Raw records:
□ □ □ □

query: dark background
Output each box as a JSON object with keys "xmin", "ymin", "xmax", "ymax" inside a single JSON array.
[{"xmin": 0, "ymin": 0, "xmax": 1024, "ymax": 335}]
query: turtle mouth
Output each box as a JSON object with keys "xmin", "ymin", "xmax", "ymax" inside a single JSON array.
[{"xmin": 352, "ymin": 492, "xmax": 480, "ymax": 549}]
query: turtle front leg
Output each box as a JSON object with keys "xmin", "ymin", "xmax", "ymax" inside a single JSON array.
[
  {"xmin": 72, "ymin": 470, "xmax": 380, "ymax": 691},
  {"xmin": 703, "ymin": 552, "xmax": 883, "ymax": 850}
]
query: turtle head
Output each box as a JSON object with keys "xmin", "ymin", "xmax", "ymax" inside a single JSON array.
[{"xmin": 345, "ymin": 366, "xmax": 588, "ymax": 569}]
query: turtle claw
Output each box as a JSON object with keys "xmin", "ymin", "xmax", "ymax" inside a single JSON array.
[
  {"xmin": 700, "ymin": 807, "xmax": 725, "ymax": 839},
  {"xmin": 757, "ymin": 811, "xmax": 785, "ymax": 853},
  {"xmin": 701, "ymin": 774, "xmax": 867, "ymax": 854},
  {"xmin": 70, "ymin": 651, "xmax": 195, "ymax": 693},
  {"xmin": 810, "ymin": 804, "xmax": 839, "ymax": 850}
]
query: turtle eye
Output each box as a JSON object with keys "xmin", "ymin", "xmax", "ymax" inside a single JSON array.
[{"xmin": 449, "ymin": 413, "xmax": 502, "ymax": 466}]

□ □ □ □

▶ _WHAT YOU NEED TO DO_
Reproduce the lines of every record above word for word.

▶ _SOLUTION_
query: dark background
Output each box as a JSON object with keys "xmin", "ymin", "xmax", "ymax" inside a single JSON array.
[{"xmin": 0, "ymin": 0, "xmax": 1024, "ymax": 335}]
query: turtle mouth
Output each box as a JSON object with keys "xmin", "ymin", "xmax", "ymax" inside a single JSON array.
[{"xmin": 352, "ymin": 492, "xmax": 480, "ymax": 549}]
query: turtle front leg
Output each box as a JSON object with keys "xmin", "ymin", "xmax", "ymax" inside a single JSON array.
[
  {"xmin": 72, "ymin": 470, "xmax": 380, "ymax": 691},
  {"xmin": 703, "ymin": 552, "xmax": 883, "ymax": 850}
]
query: turtle head
Output each box as a JSON object with keys "xmin", "ymin", "xmax", "ymax" inside a single JSON array.
[{"xmin": 345, "ymin": 366, "xmax": 588, "ymax": 569}]
query: turtle claw
Output each box as a JSON object with keys "xmin", "ymin", "xmax", "ymax" inside a single JSON array.
[
  {"xmin": 700, "ymin": 807, "xmax": 725, "ymax": 839},
  {"xmin": 757, "ymin": 811, "xmax": 785, "ymax": 853},
  {"xmin": 701, "ymin": 774, "xmax": 867, "ymax": 854},
  {"xmin": 70, "ymin": 651, "xmax": 195, "ymax": 693},
  {"xmin": 810, "ymin": 804, "xmax": 839, "ymax": 850}
]
query: turtle eye
Output each box as a JSON object with keys "xmin", "ymin", "xmax", "ymax" inside a single JSON array.
[{"xmin": 449, "ymin": 413, "xmax": 502, "ymax": 466}]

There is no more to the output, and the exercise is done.